***** DATA EXTRACT
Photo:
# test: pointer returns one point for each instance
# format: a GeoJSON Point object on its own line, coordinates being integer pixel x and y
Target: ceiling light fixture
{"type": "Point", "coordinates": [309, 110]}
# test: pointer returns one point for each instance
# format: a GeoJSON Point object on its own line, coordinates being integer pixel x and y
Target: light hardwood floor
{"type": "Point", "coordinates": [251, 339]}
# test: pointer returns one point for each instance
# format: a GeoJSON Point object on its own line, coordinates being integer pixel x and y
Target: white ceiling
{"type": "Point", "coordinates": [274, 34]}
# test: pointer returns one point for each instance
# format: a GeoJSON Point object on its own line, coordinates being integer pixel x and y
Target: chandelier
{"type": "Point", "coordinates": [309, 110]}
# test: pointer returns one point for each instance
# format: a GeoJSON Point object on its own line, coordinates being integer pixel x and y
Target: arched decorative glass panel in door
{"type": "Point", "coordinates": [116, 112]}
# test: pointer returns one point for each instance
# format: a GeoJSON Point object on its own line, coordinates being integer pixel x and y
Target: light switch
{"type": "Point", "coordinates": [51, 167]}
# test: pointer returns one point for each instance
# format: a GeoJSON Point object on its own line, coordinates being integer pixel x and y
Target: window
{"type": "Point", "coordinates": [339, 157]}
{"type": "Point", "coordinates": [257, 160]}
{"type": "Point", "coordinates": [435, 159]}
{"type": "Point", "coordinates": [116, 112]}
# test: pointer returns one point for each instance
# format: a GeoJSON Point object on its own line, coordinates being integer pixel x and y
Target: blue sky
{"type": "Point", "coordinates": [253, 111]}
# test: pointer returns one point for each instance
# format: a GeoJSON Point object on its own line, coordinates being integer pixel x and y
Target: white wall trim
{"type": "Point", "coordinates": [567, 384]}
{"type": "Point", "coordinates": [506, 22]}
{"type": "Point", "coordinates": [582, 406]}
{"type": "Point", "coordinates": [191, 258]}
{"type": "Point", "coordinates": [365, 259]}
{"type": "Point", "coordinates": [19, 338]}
**********
Reproduce the records in full, exactly as written.

ANSWER TO THE TASK:
Photo:
# test: pointer returns one point for each instance
# format: a GeoJSON Point object on its own line, coordinates being integer pixel x and y
Target: ceiling light fixture
{"type": "Point", "coordinates": [309, 110]}
# test: pointer returns one point for each instance
# format: a GeoJSON Point object on its own line, coordinates being integer pixel x and y
Target: light hardwood floor
{"type": "Point", "coordinates": [251, 339]}
# test: pointer returns one point for each instance
# format: a GeoJSON Point object on its own line, coordinates being integer pixel x and y
Target: white ceiling
{"type": "Point", "coordinates": [274, 34]}
# test: pointer returns one point for each instance
# format: a GeoJSON Point object on its own line, coordinates being integer pixel x and y
Target: chandelier
{"type": "Point", "coordinates": [309, 110]}
# test: pointer returns one point for each instance
# format: a GeoJSON Point object on its own line, coordinates being integer pixel x and y
Target: arched decorative glass panel in door
{"type": "Point", "coordinates": [116, 112]}
# test: pointer returns one point for each instance
# format: a GeoJSON Point object on its own line, coordinates being integer pixel x and y
Target: light switch
{"type": "Point", "coordinates": [51, 167]}
# test: pointer returns one point for each instance
# format: a GeoJSON Point object on its own line, coordinates being integer pixel x and y
Target: window
{"type": "Point", "coordinates": [339, 157]}
{"type": "Point", "coordinates": [257, 160]}
{"type": "Point", "coordinates": [435, 159]}
{"type": "Point", "coordinates": [116, 112]}
# test: pointer returns one point for each instance
# format: a GeoJSON Point object on its own line, coordinates being integer pixel x and y
Target: blue sky
{"type": "Point", "coordinates": [253, 111]}
# test: pointer returns one point for each instance
# format: a GeoJSON Point object on its own line, coordinates being integer pixel x and y
Target: white wall trim
{"type": "Point", "coordinates": [567, 384]}
{"type": "Point", "coordinates": [506, 22]}
{"type": "Point", "coordinates": [582, 406]}
{"type": "Point", "coordinates": [191, 258]}
{"type": "Point", "coordinates": [365, 259]}
{"type": "Point", "coordinates": [19, 338]}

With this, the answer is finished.